_Using the information:_
**A.** Decide whether each statement agrees with the excerpt on the open source mobile alliance. Answer yes or no for each and quote the exact words of the excerpt that decide it. (i) The alliance members say open source will raise costs. (ii) Commentators note that you will have to use Google for navigation. (iii) Carriers traditionally feared for the speed of broadband.
**B.** Write the next part of the excerpt on the open source mobile alliance, picking up after its last sentence.

*** Opening Excerpt to read ***

So what does it all mean? According to the members of the alliance, it will be better, bigger, faster for everyone: open source means more applications, less bugs and less cost. According to Google CEO Eric Schmidt, it is “a fresh approach to fostering innovation in the mobile industry will help shape a new computing environment that will change the way people access and share information in the future.” Commentators note that there is apparently one caveat: you’ll have to use Google for navigation. Now: does that bother anyone? Give me Internet on my phone on broadband speed and I happily surf with whoever gives it to me, I’d say. To enact a platform, supported by a lot of sector muscle, that makes the developers’ life easier should be good for everyone indeed as it will undoubtedly bring more usage. Traditionally, carriers feared for the consistency of the user experience. Apparently, Verizon and AT&T have already voiced such concerns also here although the explanation sounds defensive at best: they fear too much advertising. Would it be safe to say they rather fear loss of control?

*** Closing Excerpt to read ***
*** Opening Raw data ***

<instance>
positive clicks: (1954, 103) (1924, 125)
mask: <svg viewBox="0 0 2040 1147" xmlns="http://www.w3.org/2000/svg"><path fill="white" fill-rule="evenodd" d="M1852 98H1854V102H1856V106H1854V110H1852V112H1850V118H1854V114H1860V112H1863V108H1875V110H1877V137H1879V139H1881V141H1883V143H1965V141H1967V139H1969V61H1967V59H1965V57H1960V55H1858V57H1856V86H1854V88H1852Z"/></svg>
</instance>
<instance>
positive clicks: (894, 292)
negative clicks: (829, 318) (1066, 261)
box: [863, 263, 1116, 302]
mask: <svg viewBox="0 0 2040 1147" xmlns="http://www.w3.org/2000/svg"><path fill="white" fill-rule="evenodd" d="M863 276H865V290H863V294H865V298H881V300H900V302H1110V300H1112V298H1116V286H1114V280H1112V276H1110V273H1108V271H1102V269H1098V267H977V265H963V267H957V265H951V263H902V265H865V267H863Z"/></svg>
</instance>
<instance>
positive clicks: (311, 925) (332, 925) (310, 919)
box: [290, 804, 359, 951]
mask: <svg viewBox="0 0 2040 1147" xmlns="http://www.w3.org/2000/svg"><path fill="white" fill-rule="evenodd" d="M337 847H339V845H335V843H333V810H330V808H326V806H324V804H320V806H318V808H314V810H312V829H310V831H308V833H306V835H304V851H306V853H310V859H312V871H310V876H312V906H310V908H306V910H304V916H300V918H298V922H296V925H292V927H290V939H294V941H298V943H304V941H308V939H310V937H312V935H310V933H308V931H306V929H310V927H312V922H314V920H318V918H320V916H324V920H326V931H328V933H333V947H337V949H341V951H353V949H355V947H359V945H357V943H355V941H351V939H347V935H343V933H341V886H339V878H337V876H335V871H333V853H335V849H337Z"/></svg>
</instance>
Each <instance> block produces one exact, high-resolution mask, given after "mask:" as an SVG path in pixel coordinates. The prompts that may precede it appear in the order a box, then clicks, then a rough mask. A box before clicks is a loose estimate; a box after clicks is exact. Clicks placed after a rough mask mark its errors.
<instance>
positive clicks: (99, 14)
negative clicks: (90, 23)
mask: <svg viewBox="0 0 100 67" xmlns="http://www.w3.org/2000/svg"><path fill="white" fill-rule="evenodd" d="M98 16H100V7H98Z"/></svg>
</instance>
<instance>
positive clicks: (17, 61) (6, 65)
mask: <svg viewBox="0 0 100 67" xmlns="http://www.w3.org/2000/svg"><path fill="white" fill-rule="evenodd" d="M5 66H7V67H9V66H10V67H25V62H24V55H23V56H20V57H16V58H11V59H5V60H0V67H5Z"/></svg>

*** Closing Raw data ***

_Expected responses:_
**A.**
(i) No: "open source means more applications, less bugs and less cost."
(ii) Yes: "Commentators note that there is apparently one caveat: you’ll have to use Google for navigation."
(iii) No: "Traditionally, carriers feared for the consistency of the user experience."

**B.**
Quite a few companies have tried to take on mobile as the next frontier and quite a few fared rather miserably on the complexities of the environment presented by the sector (Disney’s MVNO attempts, Infospace and a few others spring to mind). With Google’s might this might be about to change though. A fresh breeze and a unified development platform would, in any event, be a good thing.

Interesting though that, as in recent releases on OS-driven initiatives, Nokia is again absent. This is not promising any good in terms of unifying the landscape, it seems. However, both Linux Mobile (on which Android is apparently based) and Symbian (in which Nokia holds a huge stake and which it intends to make its platform of choice) are C++-based. And that would be easing development pains after all: much easier to deal with than the Java layers, which until now were statutory but might only be optional going forth.

UPDATE 7 Nov 2007: Nokia has said its participation in Android is “not ruled out at all”. It would work with it if it would see sense. Now, a convincing statement sounds differently but it IS noteworthy that the Finnish giant felt the need to comment on it so quickly.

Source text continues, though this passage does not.